Copy word for word the lines starting with the one containing "Annotation guideline: every instance of the front grille" and running through the end of the records below, both ends included.

=-=-=

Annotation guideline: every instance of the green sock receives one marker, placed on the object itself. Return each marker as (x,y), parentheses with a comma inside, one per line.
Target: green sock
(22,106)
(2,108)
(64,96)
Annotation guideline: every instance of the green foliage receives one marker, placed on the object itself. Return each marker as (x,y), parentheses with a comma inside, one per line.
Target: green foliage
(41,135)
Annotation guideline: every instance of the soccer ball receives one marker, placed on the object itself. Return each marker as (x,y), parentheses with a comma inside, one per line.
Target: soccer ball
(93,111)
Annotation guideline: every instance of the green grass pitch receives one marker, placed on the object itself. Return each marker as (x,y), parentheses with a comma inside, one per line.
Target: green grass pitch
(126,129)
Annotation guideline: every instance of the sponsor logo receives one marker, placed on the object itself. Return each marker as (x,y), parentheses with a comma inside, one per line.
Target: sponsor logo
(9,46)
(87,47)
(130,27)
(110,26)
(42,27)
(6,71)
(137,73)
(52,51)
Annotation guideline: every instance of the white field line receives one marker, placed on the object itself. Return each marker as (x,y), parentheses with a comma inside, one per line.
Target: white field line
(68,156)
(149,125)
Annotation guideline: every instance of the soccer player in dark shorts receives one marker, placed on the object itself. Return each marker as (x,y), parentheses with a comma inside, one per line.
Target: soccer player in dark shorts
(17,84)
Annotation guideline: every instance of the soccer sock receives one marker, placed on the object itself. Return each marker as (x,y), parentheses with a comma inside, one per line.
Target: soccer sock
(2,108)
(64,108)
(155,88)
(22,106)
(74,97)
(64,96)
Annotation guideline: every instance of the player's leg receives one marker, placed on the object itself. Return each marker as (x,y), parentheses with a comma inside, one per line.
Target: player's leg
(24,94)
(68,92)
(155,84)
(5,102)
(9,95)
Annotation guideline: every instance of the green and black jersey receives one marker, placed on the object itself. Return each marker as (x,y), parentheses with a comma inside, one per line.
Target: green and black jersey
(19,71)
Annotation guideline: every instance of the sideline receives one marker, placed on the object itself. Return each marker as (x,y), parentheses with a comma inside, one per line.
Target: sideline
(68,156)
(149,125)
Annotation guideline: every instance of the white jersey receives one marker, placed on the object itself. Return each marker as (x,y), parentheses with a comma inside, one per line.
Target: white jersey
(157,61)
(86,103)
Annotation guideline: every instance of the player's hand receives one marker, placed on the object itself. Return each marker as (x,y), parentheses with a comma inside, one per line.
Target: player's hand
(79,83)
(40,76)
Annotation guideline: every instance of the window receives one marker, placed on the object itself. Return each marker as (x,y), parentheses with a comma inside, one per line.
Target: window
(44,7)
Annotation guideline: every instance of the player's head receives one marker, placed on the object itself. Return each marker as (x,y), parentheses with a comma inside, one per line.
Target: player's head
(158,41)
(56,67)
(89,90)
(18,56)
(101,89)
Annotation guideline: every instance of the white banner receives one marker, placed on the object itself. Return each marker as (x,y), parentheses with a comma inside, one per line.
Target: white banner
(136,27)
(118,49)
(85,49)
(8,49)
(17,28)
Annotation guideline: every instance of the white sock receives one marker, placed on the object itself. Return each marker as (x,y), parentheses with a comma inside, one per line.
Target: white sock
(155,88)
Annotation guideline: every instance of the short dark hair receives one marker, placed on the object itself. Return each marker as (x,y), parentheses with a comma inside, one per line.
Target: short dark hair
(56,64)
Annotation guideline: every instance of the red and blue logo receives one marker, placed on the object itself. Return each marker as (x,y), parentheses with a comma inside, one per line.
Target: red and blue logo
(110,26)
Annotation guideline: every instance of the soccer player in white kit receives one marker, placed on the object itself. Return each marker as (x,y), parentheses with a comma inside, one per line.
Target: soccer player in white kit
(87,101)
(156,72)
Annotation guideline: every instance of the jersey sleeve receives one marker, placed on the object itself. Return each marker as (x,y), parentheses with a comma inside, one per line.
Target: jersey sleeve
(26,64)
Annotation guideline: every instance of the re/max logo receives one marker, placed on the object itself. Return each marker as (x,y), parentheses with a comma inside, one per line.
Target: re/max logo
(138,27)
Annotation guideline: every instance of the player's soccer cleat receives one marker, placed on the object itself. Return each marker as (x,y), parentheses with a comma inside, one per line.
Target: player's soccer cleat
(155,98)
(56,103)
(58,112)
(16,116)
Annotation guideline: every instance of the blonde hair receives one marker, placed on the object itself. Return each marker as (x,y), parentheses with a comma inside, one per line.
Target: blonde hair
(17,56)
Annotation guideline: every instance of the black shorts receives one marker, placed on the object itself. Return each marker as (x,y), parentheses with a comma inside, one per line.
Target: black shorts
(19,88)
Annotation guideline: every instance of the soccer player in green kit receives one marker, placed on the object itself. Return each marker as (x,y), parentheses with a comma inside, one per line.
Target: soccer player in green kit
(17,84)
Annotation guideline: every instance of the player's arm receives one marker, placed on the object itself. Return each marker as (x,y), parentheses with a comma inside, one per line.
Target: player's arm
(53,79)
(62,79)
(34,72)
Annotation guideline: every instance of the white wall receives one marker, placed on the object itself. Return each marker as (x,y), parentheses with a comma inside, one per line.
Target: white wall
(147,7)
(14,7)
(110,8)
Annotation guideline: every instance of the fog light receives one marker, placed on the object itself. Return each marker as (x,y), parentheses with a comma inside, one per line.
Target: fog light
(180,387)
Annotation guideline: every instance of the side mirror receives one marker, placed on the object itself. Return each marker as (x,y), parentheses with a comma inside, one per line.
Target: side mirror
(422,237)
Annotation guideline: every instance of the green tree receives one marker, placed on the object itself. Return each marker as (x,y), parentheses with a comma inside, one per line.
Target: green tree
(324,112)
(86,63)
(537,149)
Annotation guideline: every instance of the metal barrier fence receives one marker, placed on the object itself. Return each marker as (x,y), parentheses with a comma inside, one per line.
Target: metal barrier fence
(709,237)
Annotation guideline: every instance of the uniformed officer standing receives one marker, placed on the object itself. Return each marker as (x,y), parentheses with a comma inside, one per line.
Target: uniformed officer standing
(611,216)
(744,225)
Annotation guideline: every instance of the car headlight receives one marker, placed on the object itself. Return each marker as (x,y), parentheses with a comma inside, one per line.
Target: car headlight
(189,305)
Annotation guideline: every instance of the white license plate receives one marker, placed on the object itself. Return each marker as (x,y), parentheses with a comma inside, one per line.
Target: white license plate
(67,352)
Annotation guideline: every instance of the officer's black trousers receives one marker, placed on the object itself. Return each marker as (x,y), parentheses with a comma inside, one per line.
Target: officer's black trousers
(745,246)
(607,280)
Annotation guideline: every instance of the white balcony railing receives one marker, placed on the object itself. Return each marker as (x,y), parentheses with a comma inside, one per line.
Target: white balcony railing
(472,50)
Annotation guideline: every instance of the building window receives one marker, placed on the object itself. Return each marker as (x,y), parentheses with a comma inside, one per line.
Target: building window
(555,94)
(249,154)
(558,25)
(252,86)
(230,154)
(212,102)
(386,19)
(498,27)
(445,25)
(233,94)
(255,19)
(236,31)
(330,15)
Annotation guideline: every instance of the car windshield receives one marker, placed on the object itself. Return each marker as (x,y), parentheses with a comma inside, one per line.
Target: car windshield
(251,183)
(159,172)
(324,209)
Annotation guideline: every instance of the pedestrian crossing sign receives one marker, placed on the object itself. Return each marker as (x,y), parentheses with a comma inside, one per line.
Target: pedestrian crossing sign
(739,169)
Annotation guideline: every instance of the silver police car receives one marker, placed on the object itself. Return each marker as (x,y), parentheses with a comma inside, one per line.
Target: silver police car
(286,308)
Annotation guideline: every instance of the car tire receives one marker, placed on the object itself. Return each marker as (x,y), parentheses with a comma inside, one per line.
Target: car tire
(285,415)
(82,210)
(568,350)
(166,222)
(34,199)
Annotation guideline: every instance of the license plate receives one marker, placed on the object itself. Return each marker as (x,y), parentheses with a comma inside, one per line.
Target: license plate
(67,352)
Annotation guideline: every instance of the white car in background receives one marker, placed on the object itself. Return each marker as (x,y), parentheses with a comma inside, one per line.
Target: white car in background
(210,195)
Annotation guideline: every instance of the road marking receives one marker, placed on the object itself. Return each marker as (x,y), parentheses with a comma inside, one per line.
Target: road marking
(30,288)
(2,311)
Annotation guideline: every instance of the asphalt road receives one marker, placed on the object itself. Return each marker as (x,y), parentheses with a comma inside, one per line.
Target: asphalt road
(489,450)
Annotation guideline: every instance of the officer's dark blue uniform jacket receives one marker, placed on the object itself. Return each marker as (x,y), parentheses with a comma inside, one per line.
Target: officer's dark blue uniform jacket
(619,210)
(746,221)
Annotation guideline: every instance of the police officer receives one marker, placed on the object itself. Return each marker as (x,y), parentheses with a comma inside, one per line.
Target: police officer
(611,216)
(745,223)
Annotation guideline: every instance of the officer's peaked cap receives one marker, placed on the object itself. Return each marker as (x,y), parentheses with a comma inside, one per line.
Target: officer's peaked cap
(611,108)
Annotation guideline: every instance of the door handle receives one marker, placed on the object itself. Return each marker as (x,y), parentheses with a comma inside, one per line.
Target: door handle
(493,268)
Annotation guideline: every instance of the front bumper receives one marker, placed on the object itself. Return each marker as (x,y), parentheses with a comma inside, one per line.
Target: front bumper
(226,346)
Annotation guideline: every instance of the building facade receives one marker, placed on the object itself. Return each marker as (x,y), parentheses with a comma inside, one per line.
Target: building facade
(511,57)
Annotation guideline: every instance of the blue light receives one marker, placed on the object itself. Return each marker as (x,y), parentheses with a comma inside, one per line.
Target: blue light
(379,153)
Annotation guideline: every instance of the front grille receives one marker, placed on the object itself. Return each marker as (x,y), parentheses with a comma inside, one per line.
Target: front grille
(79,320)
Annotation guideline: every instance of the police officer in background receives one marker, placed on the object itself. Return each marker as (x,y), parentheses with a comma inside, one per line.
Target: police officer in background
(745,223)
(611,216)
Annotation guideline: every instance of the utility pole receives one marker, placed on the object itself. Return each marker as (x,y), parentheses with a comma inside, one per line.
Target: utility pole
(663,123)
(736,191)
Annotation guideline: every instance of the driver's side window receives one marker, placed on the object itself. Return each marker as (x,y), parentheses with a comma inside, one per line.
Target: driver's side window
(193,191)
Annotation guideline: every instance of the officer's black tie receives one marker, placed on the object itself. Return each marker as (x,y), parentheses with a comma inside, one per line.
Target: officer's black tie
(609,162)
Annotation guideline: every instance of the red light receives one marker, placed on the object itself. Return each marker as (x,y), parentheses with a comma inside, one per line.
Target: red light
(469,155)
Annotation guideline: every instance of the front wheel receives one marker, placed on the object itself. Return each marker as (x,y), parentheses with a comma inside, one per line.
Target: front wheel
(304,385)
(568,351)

=-=-=

■ Answer
Annotation guideline: every instance of the front grille receives one marker, placed on the object itself. Return each marker as (x,y), parentheses with a comma inside, one per line.
Target: front grille
(79,320)
Annotation guideline: every instance of the police officer in background receives one marker, placed on the object itself. Return each marker as (x,y), parentheses with a comma inside, one per line.
Target: police officer in background
(745,223)
(611,216)
Annotation guideline: every instance of the utility pole receives one marker, placed on the object itself. Return each marker as (x,y), parentheses with a comma inside, one per line.
Target: utility pole
(663,123)
(736,191)
Annotation guideline: every instance of the driver's side window receives one marker, placed on the object itself. Return each marker as (x,y), parentheses with a comma inside, one per line.
Target: driver's side window
(193,191)
Annotation guideline: every instance of the officer's black tie receives one marker, placed on the object itself. Return each marker as (x,y), parentheses with a comma inside, one per line.
Target: officer's black tie
(609,162)
Annotation guideline: every instance of the red light receives one marker, placed on the object itself. Return each marker as (x,y), parentheses with a comma inside, one per line.
Target: red light
(469,155)
Annotation guideline: every instance of the front wheel receives one marker, placed on the object itself. Return each marker as (x,y), parentheses with a comma inside, one per line.
Target: front wheel
(304,385)
(568,351)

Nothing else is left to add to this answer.